++++ Records supplied ++++

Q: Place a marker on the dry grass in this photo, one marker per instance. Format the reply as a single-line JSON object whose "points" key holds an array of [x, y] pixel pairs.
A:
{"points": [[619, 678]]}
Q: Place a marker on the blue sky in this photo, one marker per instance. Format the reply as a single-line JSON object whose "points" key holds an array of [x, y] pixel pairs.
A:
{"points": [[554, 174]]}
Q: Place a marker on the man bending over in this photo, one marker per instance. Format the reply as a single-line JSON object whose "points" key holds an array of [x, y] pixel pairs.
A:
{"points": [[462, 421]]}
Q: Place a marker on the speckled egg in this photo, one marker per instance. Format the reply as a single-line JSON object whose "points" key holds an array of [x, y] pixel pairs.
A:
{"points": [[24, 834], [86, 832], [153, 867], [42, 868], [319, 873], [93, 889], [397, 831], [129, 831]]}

++++

◆ **Exercise description**: Revise the listing above by replacing each "marker" with "dot" and keeping every other word the same.

◆ **Answer below**:
Q: Place a dot on the dry grass in this photo, one dot per instance. Format the reply as a single-line JSON object whose "points" key holds an array of [x, y] pixel pairs.
A:
{"points": [[619, 678]]}
Q: Place a dot on the blue sky in this photo, one dot per instance. Format the reply as a single-line JSON object whose "points" key holds an array of [x, y] pixel pairs.
A:
{"points": [[554, 174]]}
Q: Place a dot on the man bending over in this photo, one dot per instance. Format the reply as a single-line JSON object whose "points" key holds an array of [x, y] pixel pairs.
A:
{"points": [[462, 421]]}
Q: Place a dot on the speckled egg in this photo, one dot per instance. Format the reply as a single-line JSON object whose "points" key holds an array of [x, y] pixel pairs.
A:
{"points": [[24, 834], [86, 832], [153, 867], [42, 868], [319, 873], [93, 889], [397, 831], [129, 831]]}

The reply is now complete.